WRITTEN EXERCISE:
Answer these questions from the passage on social reading and privacy.
(a) What word does the passage say should be the business model's middle name?
(b) What court decision about Amazon does the passage mention?
(c) Who called privacy contextual, and during which presentation?

It’s in the best interest of the publishing industry to support projects like this, if only because it’s not in the best interest of individual publishers to manage this kind of content and interaction. Imagine the social reading disaster of two publishers owning different rights to the same book. Isolated or segregated discussions are grand, but they only reach a specific audience. They feed the all-important Long Tail sales (and if you are discounting the Long Tail, you are likely relying on incomplete information, and I suggest you read the book or blog).

Imagine if those isolated discussions could feed into the greater discussion. What if we managed a true social layer that integrated all discussion, from everywhere, around a book? Oh, there goes that magical thinking again.

Whatever the business model is, its middle name should be “flexible” (yes, yes, you wouldn’t do that to your kid, why would you do it to your business model? Oh right…because nobody’s figured this stuff out yet.). Much experimentation will happen because it’s technology that is trying to replicate and innovate human behavior, and nobody really knows how people will respond and what features they’ll ultimately want. I’d say start small with a plan to iterate, adding and removing features…but have a master plan. A good one.

Challenges, Especially Privacy

As we begin discussions about creating fantastic social reading environments, challenges become obvious. How do we intersect on- and off-line discussions? What about privacy? Consider the recent North Carolina court decision that said Amazon does not have to turn over customer purchase history due to First Amendment rights. We love to talk about books, but how much of that information do we want made public?

Will the systems allow readers to make their commentary private or only visible to certain people? Can I be anonymous when the need (or mood) suits me? Privacy is, as Jason Schultz from UC Berkeley put it during his “Books in Browsers” presentation, contextual. Obviously, I want to decide the right context.

How will these companies protect my identity and my content? How are publishing companies doing this today? I’m not sure there’s been any extended, serious discussion about privacy issues in the age of digital books. The law certainly hasn’t been updated to cover reading or commenting in the digital realm.

As we’ve learned from Facebook, sometimes technology companies forget about the privacy concerns of end users. Worse, they assume their own belief systems are indicative of popular thinking. Mark Zuckerberg suggested (can’t find link) there was something wrong with people who use pseudonyms or fake names online. He lives in a special bubble. Our reasons for protecting our privacy are varies and important, if only to us. For more thinking on this, check out the ACLU’s report on this, “Digital Books: A New Chapter for Reader Privacy”.

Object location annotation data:
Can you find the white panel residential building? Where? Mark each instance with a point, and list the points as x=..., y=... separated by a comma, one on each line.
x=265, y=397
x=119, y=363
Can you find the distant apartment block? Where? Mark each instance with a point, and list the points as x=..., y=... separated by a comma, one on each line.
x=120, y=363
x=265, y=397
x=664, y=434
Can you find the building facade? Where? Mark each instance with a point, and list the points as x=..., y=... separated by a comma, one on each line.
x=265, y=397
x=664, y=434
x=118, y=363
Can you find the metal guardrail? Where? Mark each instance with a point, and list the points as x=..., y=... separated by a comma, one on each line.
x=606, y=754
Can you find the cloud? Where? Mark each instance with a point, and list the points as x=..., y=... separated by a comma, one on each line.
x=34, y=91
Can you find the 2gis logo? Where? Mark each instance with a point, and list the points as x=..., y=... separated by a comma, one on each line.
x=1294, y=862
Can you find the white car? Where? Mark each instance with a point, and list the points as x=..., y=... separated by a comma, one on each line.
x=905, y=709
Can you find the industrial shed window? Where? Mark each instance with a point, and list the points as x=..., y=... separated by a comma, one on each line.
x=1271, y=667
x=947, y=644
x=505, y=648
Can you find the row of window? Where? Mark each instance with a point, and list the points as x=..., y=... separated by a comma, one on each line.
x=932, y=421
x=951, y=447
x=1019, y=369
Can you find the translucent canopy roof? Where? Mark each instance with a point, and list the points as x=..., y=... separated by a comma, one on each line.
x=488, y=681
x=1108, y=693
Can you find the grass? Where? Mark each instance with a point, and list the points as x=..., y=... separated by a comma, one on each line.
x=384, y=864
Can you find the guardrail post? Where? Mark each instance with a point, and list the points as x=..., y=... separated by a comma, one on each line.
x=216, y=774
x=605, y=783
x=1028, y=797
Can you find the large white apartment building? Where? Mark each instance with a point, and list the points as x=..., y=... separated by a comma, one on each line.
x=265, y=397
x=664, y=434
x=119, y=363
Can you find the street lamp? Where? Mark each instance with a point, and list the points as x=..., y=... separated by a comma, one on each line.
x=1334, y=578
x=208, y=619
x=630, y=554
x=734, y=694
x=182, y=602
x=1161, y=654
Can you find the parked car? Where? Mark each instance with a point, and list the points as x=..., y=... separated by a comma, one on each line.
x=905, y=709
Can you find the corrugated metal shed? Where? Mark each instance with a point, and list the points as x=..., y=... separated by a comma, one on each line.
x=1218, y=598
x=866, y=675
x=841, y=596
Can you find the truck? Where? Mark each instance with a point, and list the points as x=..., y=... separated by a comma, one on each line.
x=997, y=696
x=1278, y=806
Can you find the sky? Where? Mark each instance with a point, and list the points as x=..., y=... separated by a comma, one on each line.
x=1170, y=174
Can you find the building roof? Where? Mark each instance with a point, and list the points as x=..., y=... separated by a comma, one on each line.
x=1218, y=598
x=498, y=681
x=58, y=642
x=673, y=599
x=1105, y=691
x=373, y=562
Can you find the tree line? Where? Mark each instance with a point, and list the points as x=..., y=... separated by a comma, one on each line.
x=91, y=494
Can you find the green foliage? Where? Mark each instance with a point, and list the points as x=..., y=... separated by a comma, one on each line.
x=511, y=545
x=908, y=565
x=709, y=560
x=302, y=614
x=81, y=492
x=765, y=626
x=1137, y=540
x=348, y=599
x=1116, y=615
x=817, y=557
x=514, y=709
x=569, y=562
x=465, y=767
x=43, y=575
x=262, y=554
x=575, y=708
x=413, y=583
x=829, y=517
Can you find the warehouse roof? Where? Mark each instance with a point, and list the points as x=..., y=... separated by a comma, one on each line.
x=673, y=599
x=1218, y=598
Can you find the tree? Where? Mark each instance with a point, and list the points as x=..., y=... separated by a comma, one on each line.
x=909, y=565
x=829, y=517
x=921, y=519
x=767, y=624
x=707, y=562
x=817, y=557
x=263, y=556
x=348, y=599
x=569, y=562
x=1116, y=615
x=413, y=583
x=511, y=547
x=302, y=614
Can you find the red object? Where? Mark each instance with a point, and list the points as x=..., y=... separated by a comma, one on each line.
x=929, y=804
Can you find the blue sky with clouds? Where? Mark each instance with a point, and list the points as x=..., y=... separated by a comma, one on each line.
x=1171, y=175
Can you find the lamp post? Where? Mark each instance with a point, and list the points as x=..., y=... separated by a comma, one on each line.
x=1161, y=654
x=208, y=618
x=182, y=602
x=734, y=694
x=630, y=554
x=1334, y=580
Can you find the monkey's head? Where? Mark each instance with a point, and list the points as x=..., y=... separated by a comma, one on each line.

ANSWER FOR THE TASK:
(a) "Flexible."
(b) A recent North Carolina court decision that Amazon does not have to turn over customer purchase history, due to First Amendment rights.
(c) Jason Schultz from UC Berkeley, during his "Books in Browsers" presentation.